INFORMATION GIVEN:

---

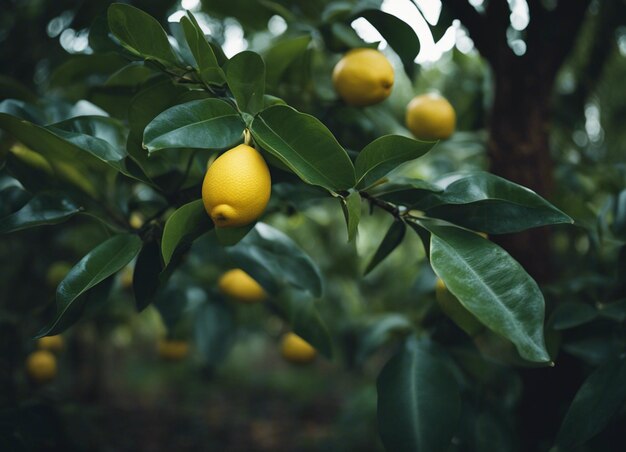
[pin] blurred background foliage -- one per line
(234, 392)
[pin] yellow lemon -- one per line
(126, 277)
(363, 77)
(57, 272)
(452, 307)
(51, 343)
(430, 117)
(236, 187)
(240, 286)
(41, 366)
(296, 350)
(172, 349)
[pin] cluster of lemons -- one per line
(41, 365)
(241, 287)
(237, 185)
(365, 77)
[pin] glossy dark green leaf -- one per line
(200, 124)
(305, 145)
(273, 259)
(572, 314)
(380, 331)
(184, 226)
(281, 55)
(399, 35)
(405, 191)
(615, 310)
(146, 280)
(491, 285)
(304, 318)
(246, 80)
(419, 400)
(209, 70)
(390, 242)
(488, 203)
(45, 208)
(22, 110)
(104, 260)
(151, 100)
(140, 33)
(595, 403)
(352, 212)
(385, 154)
(12, 199)
(214, 332)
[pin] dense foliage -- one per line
(103, 168)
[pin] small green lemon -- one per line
(240, 286)
(41, 366)
(363, 77)
(296, 350)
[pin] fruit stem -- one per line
(247, 137)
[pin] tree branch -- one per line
(552, 36)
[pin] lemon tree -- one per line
(192, 176)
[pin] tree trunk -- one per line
(519, 151)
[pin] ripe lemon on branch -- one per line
(363, 77)
(296, 350)
(236, 187)
(240, 286)
(41, 366)
(453, 308)
(430, 117)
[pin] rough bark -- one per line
(518, 148)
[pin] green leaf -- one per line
(184, 226)
(571, 314)
(381, 331)
(104, 260)
(201, 124)
(399, 35)
(146, 280)
(491, 285)
(352, 210)
(488, 203)
(390, 242)
(232, 236)
(140, 33)
(419, 400)
(385, 154)
(273, 259)
(595, 403)
(214, 332)
(45, 208)
(304, 318)
(246, 80)
(104, 138)
(209, 70)
(281, 55)
(615, 310)
(305, 145)
(61, 146)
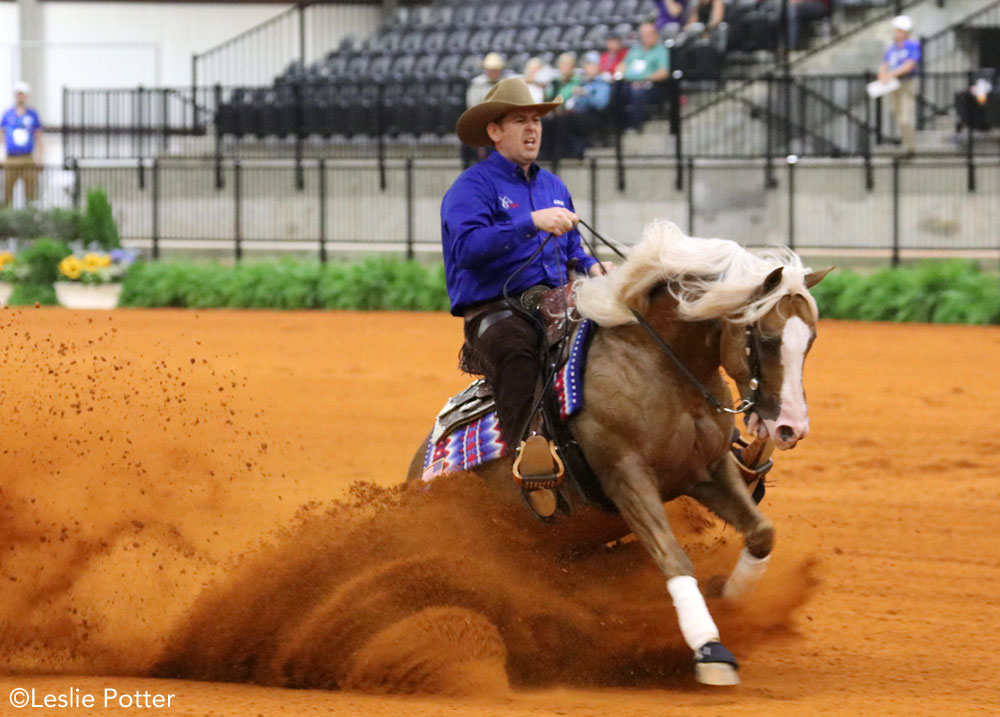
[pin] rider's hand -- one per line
(601, 268)
(554, 220)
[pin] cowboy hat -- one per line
(506, 95)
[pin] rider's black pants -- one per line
(508, 350)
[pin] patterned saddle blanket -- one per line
(467, 432)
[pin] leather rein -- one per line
(752, 353)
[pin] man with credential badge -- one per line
(494, 218)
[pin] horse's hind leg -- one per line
(727, 496)
(633, 489)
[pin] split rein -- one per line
(752, 350)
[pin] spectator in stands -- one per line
(671, 12)
(568, 127)
(495, 218)
(705, 21)
(801, 12)
(613, 56)
(493, 72)
(566, 81)
(22, 132)
(479, 87)
(707, 13)
(902, 62)
(535, 77)
(645, 64)
(593, 94)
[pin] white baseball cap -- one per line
(902, 22)
(493, 61)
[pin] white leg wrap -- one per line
(745, 576)
(696, 624)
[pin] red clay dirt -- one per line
(177, 500)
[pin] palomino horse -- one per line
(651, 433)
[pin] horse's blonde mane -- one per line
(709, 278)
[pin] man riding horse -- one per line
(508, 225)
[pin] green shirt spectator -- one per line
(646, 64)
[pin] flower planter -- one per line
(74, 295)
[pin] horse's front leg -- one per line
(633, 488)
(726, 495)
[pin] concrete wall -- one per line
(832, 208)
(120, 44)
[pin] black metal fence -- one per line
(302, 34)
(952, 49)
(893, 208)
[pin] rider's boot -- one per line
(538, 470)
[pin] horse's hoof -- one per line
(715, 665)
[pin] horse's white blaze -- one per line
(794, 413)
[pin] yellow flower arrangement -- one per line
(71, 267)
(93, 262)
(96, 267)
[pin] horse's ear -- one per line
(815, 277)
(771, 283)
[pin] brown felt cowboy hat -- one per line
(507, 95)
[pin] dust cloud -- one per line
(143, 534)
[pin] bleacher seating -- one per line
(418, 65)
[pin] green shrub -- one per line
(62, 224)
(28, 294)
(376, 283)
(932, 291)
(98, 223)
(41, 261)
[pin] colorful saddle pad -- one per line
(480, 440)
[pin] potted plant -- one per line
(93, 281)
(7, 276)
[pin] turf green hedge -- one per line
(374, 283)
(950, 292)
(939, 291)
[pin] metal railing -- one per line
(283, 45)
(946, 50)
(769, 118)
(912, 208)
(136, 123)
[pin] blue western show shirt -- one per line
(19, 131)
(487, 232)
(897, 55)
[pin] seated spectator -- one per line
(706, 22)
(613, 56)
(978, 107)
(800, 13)
(537, 75)
(671, 12)
(646, 63)
(567, 128)
(566, 80)
(593, 94)
(479, 87)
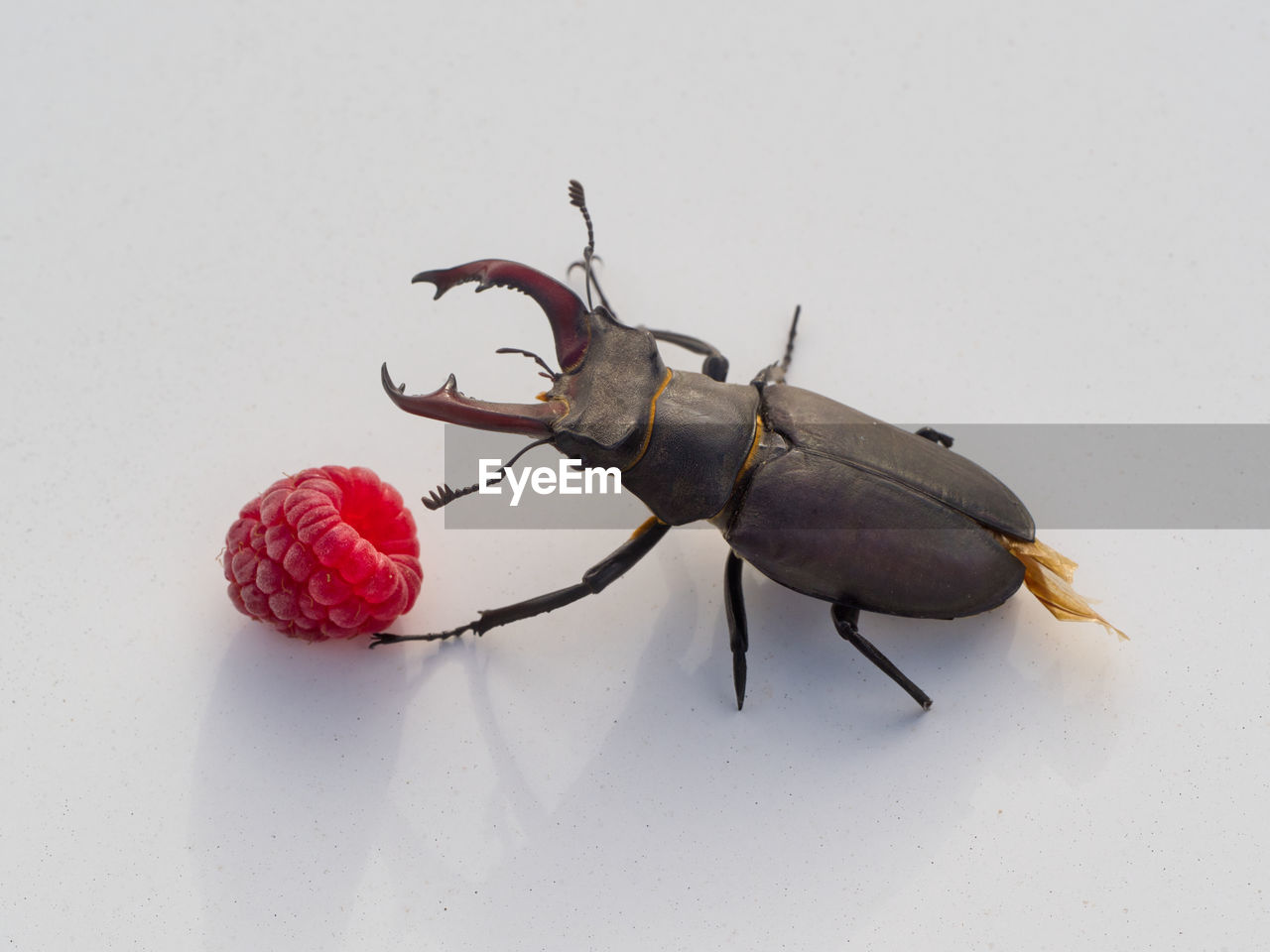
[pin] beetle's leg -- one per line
(715, 365)
(734, 604)
(775, 372)
(847, 622)
(594, 581)
(937, 436)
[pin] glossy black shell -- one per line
(843, 507)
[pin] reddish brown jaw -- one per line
(564, 308)
(448, 405)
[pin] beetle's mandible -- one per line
(816, 495)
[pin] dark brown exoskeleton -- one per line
(813, 494)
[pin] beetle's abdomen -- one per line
(830, 531)
(699, 434)
(828, 428)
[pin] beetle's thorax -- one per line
(610, 395)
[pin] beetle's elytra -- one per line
(816, 495)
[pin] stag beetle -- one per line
(816, 495)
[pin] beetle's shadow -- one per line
(291, 774)
(826, 748)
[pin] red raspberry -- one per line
(325, 553)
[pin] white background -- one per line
(989, 213)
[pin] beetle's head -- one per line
(599, 404)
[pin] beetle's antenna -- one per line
(550, 375)
(789, 341)
(578, 199)
(444, 495)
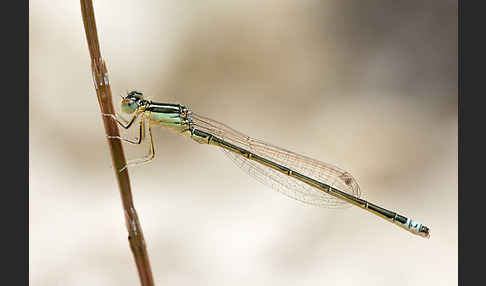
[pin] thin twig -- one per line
(103, 91)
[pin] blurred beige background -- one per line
(370, 86)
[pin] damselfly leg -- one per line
(126, 125)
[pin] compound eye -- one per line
(128, 106)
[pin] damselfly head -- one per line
(132, 101)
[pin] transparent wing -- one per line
(283, 183)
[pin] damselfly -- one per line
(297, 176)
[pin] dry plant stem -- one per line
(103, 91)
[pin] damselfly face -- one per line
(131, 102)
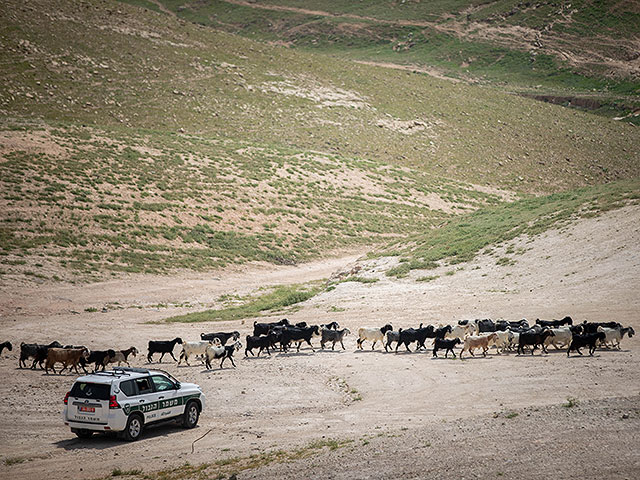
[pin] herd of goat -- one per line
(471, 335)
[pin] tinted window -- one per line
(144, 385)
(95, 391)
(128, 388)
(162, 383)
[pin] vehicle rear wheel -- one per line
(191, 415)
(134, 427)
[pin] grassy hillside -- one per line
(134, 141)
(552, 48)
(462, 237)
(92, 65)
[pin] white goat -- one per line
(372, 334)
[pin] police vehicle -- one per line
(125, 400)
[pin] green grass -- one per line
(249, 158)
(463, 237)
(276, 299)
(496, 61)
(232, 466)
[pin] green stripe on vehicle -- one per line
(161, 404)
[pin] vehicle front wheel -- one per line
(191, 415)
(134, 427)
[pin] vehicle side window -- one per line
(162, 383)
(144, 385)
(128, 388)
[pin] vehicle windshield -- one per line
(94, 391)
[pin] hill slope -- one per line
(582, 53)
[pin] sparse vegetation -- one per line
(463, 237)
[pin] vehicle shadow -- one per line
(103, 441)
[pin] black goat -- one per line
(162, 346)
(6, 345)
(485, 325)
(588, 339)
(221, 351)
(299, 335)
(418, 335)
(100, 358)
(264, 328)
(36, 351)
(222, 336)
(446, 345)
(263, 342)
(555, 323)
(533, 338)
(330, 326)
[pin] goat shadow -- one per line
(369, 351)
(295, 354)
(478, 357)
(218, 369)
(103, 441)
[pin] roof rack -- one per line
(110, 373)
(144, 370)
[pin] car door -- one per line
(170, 402)
(88, 402)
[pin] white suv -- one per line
(126, 399)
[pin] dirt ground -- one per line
(403, 415)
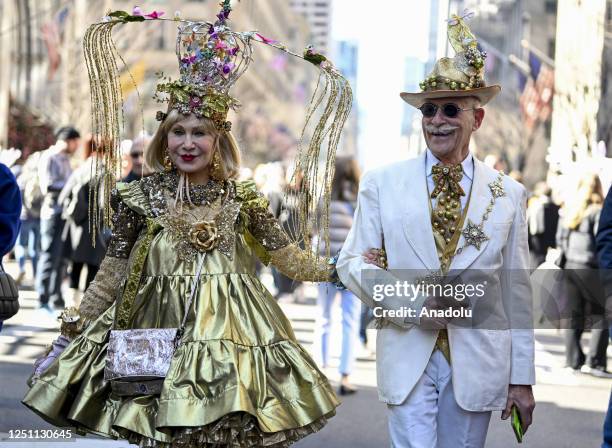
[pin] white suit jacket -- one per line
(393, 203)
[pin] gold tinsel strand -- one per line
(315, 163)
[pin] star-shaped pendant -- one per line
(497, 188)
(473, 234)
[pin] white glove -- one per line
(57, 347)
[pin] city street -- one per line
(575, 403)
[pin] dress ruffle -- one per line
(239, 378)
(225, 383)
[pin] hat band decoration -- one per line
(462, 75)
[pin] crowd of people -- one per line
(177, 342)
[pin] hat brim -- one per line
(484, 94)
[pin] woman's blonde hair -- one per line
(588, 194)
(225, 143)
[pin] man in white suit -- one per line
(443, 212)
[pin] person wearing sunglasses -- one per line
(446, 215)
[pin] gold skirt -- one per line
(238, 379)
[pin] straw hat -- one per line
(461, 76)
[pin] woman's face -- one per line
(191, 147)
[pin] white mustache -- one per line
(444, 128)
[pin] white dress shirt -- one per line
(466, 180)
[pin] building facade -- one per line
(318, 15)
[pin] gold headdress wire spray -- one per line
(315, 163)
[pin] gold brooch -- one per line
(204, 235)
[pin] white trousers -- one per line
(431, 418)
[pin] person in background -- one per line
(136, 154)
(344, 194)
(54, 170)
(77, 236)
(604, 255)
(542, 219)
(28, 244)
(10, 210)
(576, 239)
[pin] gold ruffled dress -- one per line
(239, 377)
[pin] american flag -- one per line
(536, 99)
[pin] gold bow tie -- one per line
(446, 179)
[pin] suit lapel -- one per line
(479, 200)
(416, 219)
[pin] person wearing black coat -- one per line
(10, 211)
(576, 239)
(604, 253)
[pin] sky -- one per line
(386, 33)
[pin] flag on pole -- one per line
(536, 99)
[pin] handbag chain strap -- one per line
(194, 287)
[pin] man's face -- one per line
(447, 136)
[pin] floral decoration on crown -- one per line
(211, 59)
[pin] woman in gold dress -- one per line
(238, 377)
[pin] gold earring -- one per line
(168, 162)
(216, 168)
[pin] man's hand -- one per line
(522, 397)
(376, 257)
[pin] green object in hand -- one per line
(517, 426)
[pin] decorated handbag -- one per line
(137, 360)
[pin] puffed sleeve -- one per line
(286, 256)
(103, 290)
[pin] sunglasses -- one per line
(451, 110)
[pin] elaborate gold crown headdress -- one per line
(212, 57)
(462, 75)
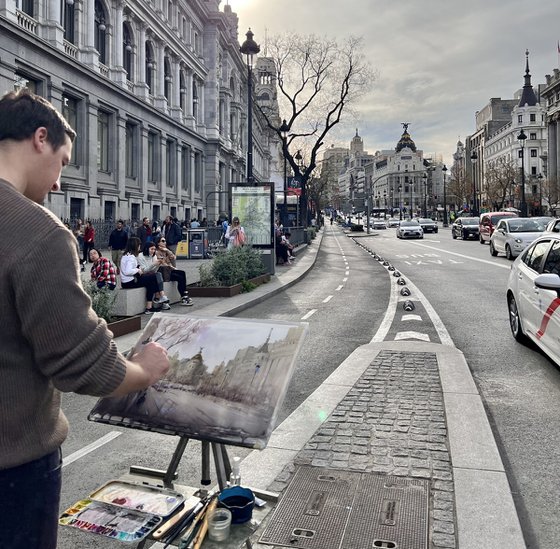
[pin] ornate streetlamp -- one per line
(250, 48)
(445, 224)
(523, 207)
(284, 130)
(474, 158)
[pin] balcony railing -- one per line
(26, 21)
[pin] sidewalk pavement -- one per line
(403, 408)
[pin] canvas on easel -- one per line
(227, 380)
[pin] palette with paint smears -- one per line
(123, 511)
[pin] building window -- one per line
(70, 107)
(27, 7)
(186, 168)
(153, 157)
(68, 21)
(103, 120)
(131, 132)
(128, 63)
(197, 173)
(171, 149)
(100, 37)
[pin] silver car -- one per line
(513, 235)
(532, 295)
(410, 229)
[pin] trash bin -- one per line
(198, 243)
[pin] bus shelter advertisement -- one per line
(254, 206)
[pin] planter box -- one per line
(125, 326)
(224, 291)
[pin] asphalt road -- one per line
(520, 387)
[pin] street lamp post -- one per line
(425, 178)
(445, 224)
(284, 130)
(521, 137)
(474, 158)
(250, 48)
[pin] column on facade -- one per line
(53, 25)
(117, 71)
(176, 88)
(121, 158)
(140, 86)
(159, 100)
(143, 175)
(90, 55)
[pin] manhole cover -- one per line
(331, 509)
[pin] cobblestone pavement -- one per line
(393, 422)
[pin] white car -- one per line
(409, 229)
(513, 235)
(533, 295)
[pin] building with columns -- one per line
(157, 92)
(551, 100)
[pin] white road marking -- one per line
(307, 315)
(411, 317)
(90, 447)
(488, 262)
(412, 335)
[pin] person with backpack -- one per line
(235, 234)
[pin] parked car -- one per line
(532, 295)
(465, 227)
(488, 222)
(512, 236)
(553, 226)
(409, 229)
(378, 224)
(428, 225)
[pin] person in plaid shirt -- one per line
(102, 271)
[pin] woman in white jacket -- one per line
(133, 276)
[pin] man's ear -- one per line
(40, 138)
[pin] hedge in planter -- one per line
(234, 266)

---

DIRECTIONS FOR THIS TASK: Copy the rows word for word, beginning at the line that contains "[pin] column on facade -- one per line" and continuing through the last line of the rows.

EXERCISE ANSWER:
[pin] column on facade -- one per line
(53, 25)
(117, 71)
(176, 88)
(121, 158)
(140, 86)
(159, 100)
(143, 175)
(90, 55)
[pin] manhole cover -- one per line
(331, 509)
[pin] cobblestone pavement -- one per line
(393, 422)
[pin] white car -- one per line
(409, 229)
(513, 235)
(533, 295)
[pin] building with columns -- one per line
(157, 92)
(551, 100)
[pin] white road marking -- one per line
(307, 315)
(411, 317)
(90, 447)
(488, 262)
(412, 335)
[pin] person with backpack -- one per line
(235, 234)
[pin] parked car -- one per line
(532, 295)
(465, 227)
(488, 222)
(512, 236)
(553, 226)
(409, 229)
(378, 224)
(428, 225)
[pin] person in plaid shirt -- one per line
(102, 271)
[pin] woman in white jacket -- one per line
(133, 276)
[pin] man's ear -- one per line
(40, 138)
[pin] hedge in planter -- one per line
(234, 266)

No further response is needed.